** ZADANIA **
**A.** Wypisz wszystkie typy wirusa HPIV wymienione w tekście o zakażeniach wirusowych u dzieci.
**B.** Według tekstu o zakażeniach wirusowych u dzieci, ile osób wzięło we wrześniu tego roku zwolnienie na opiekę nad dziećmi?
**C.** Dopisz dalszy ciąg tekstu o zakażeniach wirusowych u dzieci, zaczynając od miejsca, w którym się kończy.
─── FRAGMENT TEKSTU
– W grupie badanych przez nas próbek cztery pochodziły od niemowląt. Dotychczas niezwykle rzadko się zdarzało, by wymazy były pobierane od tak małych dzieci, gdyż zakażenie przechodziły bezobjawowo. Dodatkowo niepokoi nas występowanie u dzieci koinfekcji (jednoczesnego zarażenia co najmniej dwoma wirusami – przyp. SE). z innymi patogenami. Do tej pory koinfekcje zdarzały się niezwykle rzadko, najczęściej u pacjentów hospitalizowanych. Dlatego, choć na razie nadal mamy do czynienia z incydentalnymi przypadkami, z pewnością wymaga to dalszych badań i wnikliwych analiz" – podkreśla dr Emilia Morawiec, zastępca kierownika Laboratorium. Podwójne zakażenie (koronawirusem oraz paragrpą) wykryto u 5-miesięcznego dziecka. PAP nie podaje informacji o stanie zdrowia 2,5-latka.
Szczególnie niebezpieczny w przypadku małych dzieci jest wirus RSV. Respiratory Syncytial Virus (RSV) to wirus nabłonka oddechowego. Wywołuje ostre zapalenia oskrzelików u najmłodszych dzieci. Do zakażenia dochodzi drogą kropelkową i najczęściej od… innych dzieci. Obecnie mamy w Polsce ze szczególnym nasileniem zachorowań wywołanych RSV. Jak wynika z danych zebranych przez „Dziennik Gazetę Prawną liczba zwolnień na opiekę nad dziećmi „była we wrześniu tego roku niemal o 80 proc. większa niż w analogicznym miesiącu ubiegłego roku”. Wzięło je 324 tys. 500 osób wobec 181 tys. 900 osób w 2020 r.
Paragrypa, zwana również grypą rzekomą, to choroba o objawach pomiędzy grypą prawdziwą a silny przeziębieniem. Często myli się ją z grypą prawdziwą, choćby dlatego, że i jedna i druga choroba przebiega w sposób gwałtowny. Nadto wirusy je wywołujące są aktywne w podobnym czasie. O ile przeciwko grypie prawdziwej można się zaszczepić, o tyle przeciwko grypie rzekomej już nie. Chorobę tę wywołuje wirus HPIV (human parainfluenza virus). Nie mutuje, jak patogeny grypowe, ale występuje w 4 typach, wywołujących różne objawy chorobowe. HPIV 1 – zapalenie krtani, tchawicy, oskrzeli, HPIV 2 wywołuje te same dolegliwość, ale jest słabiej wykrywalny, HPIV 3 to najgroźniejszy z czwórki wirusów i skutkując szczytem zainteresowania wiosną i latem i jest odpowiedzialny za powstanie zapalenia płuc. Istnieje jeszcze HPIV 4, ale nie został dotychczas wystarczająco rozpoznany.
──────
─── POKAZANE REKORDY
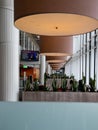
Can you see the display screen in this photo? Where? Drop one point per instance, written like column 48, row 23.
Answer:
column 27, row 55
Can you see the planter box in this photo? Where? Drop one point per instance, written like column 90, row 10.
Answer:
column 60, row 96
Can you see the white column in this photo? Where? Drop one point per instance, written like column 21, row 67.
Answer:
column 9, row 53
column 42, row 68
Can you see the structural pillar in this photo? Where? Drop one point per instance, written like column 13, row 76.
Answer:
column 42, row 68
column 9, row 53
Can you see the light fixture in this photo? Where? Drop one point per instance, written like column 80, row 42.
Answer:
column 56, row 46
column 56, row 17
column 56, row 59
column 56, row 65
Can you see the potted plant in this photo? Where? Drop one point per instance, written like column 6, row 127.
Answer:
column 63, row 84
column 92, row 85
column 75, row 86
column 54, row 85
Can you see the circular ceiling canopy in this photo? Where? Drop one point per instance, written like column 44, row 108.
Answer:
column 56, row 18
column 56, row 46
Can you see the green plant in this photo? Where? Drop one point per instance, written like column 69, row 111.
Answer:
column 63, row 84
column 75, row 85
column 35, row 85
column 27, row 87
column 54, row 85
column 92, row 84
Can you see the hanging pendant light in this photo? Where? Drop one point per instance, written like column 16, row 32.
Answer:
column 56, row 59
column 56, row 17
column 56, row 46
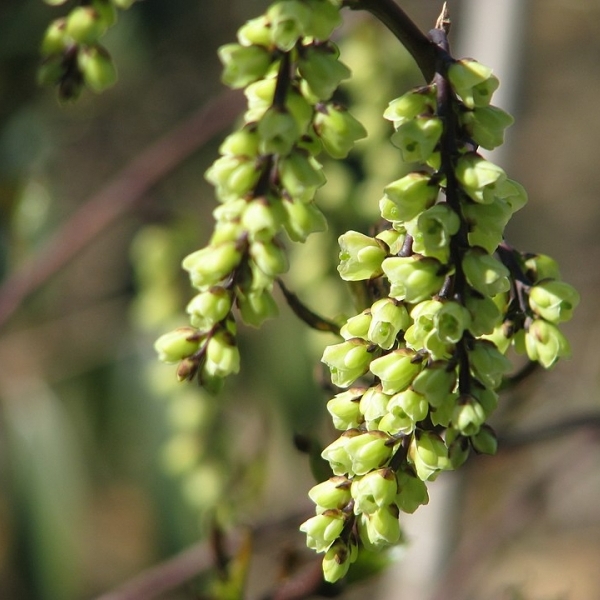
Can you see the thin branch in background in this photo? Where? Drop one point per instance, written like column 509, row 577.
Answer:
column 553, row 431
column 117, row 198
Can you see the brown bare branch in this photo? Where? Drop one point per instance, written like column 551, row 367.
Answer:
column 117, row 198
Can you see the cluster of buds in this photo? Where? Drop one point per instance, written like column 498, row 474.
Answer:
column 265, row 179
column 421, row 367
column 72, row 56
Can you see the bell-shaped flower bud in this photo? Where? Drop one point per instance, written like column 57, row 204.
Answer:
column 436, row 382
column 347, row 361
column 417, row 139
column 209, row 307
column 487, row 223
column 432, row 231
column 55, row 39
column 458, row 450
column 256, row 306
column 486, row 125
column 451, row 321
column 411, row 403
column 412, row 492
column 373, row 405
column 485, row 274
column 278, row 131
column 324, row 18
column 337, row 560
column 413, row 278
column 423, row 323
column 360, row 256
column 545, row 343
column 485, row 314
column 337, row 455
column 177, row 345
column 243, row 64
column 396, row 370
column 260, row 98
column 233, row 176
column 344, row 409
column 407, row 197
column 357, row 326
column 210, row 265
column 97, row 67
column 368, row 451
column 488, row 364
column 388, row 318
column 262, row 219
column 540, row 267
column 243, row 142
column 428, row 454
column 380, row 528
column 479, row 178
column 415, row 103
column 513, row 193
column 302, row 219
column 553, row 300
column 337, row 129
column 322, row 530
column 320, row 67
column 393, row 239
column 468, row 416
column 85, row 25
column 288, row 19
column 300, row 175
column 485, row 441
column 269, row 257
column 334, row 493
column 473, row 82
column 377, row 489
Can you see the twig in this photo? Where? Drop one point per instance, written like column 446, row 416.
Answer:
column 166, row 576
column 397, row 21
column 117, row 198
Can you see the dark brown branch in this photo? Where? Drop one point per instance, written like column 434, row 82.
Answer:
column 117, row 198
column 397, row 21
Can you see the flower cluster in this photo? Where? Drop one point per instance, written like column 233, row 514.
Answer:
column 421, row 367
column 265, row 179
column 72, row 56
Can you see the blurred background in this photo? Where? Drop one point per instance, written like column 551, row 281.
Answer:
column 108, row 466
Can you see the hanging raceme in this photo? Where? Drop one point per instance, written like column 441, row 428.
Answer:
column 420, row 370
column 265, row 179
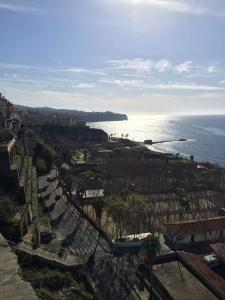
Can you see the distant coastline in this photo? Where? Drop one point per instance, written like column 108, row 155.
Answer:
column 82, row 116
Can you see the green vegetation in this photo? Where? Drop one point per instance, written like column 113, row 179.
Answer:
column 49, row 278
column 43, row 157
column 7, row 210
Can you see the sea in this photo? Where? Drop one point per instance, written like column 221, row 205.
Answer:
──────
** ODPOWIEDZI **
**A.** HPIV 1, HPIV 2, HPIV 3, HPIV 4

**B.** 324 tys. 500 osób.

**C.**
Wracając do badań prowadzonych przez Gyncentrum… Jego eksperci poddali sekwencjonowaniu 186 próbek pobranych od pacjentów we wrześniu i październiku. Sekwencjonowanie to, upraszczając, odczytywanie informacji genetycznej, pozwalające na monitorowanie zmienności materiału genetycznego, czyli jego zdolności do mutowania. We wszystkich próbkach wykryto koronawirusa, w większości wariant Delta, ale także i jego mutację z plusem w nazwie (naukowo: podtyp AY.4.2). – Najmłodszy pacjent zakażony mutacją AY.4.2 to dwuletni chłopczyk, najstarsza pacjentka to 77-letnia kobieta. Na razie nie ma pewności, czy ten podtyp wirusa jest groźniejszy od dotychczasowego wariantu Delta, ale uznaje się go za wymagający dalszych badań. Szacuje się, że w Wielkiej Brytanii odpowiada on obecnie za 10 proc. zakażeń. Pojawienie się kolejnego podtypu wariantu Delta, których wyodrębniono już ponad 40 – obrazuje, jaką zdolność ewolucji posiada koronawirus. Dlatego ważne jest kontynuowanie badań nad genomem SARS-CoV-2, pozwalających na identyfikację ewentualnych nowo powstałych niepokojących wariantów – tłumaczy dr Emilia Morawiec.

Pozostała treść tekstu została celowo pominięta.